Cita alla lettera il passo dell'ordinanza della Cassazione che comincia con "1. P.G. e Pe.Va." e prosegue fino a "d’Appello di Firenze.".

▶ Documento:

________________________

Sentenza Sentenza Cassazione Civile n. 6363 del 25/02/2022

Cassazione civile sez. VI, 25/02/2022, (ud. 17/02/2022, dep. 25/02/2022), n.6363

LA CORTE SUPREMA DI CASSAZIONE

SEZIONE SESTA CIVILE

SOTTOSEZIONE 2

Composta dagli Ill.mi Sigg.ri Magistrati:

Dott. ORILIA Lorenzo – Presidente –

Dott. CRISCUOLO Mauro – rel. Consigliere –

Dott. DONGIACOMO Giuseppe – Consigliere –

Dott. BESSO MARCHEIS Chiara – Consigliere –

Dott. VARRONE Luca – Consigliere –

ha pronunciato la seguente:

ORDINANZA

sul ricorso 17040-2020 proposto da:

P.G.; PE.VA., rappresentati e difesi

dall’avvocato PAOLA TERROSI giusta procura in calce al ricorso;

– ricorrenti –

contro

M.A. E M.G., QUALI SUCCESSORI A TITOLO

UNIVERSALE DI M.M., rappresentati e difesi dall’avvocato

BERNARDO NETO giusta procura in calce al controricorso;

– controricorrenti –

avverso l’ordinanza n. 33460/2019 della CORTE SUPREMA DI CASSAZIONE

di ROMA, depositata il 17/12/2019;

udita la relazione della causa svolta nella camera di consiglio del

17/02/2022 dal Consigliere Dott. CRISCUOLO MAURO;

Lette le memorie delle parti;

 

Fatto

MOTIVI IN FATTO ED IN DIRITTO DELLA DECISIONE

1. P.G. e Pe.Va. propongono un’actio nullitatis sententiae avverso l’ordinanza n. 33460/2019 pronunciata da questa Corte con la quale è stato dichiarato inammissibile, nel contraddittorio con M.M., il ricorso proposto dagli attuali ricorrenti per la cassazione della sentenza n. 434/2018 della Corte d’Appello di Firenze.

________________________

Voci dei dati
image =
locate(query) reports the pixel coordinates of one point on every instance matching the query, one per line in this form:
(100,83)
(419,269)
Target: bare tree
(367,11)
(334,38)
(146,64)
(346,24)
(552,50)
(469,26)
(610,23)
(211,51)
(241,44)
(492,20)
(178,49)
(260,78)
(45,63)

________________________

▶ Risultato:
1. P.G. e Pe.Va. propongono un’actio nullitatis sententiae avverso l’ordinanza n. 33460/2019 pronunciata da questa Corte con la quale è stato dichiarato inammissibile, nel contraddittorio con M.M., il ricorso proposto dagli attuali ricorrenti per la cassazione della sentenza n. 434/2018 della Corte d’Appello di Firenze.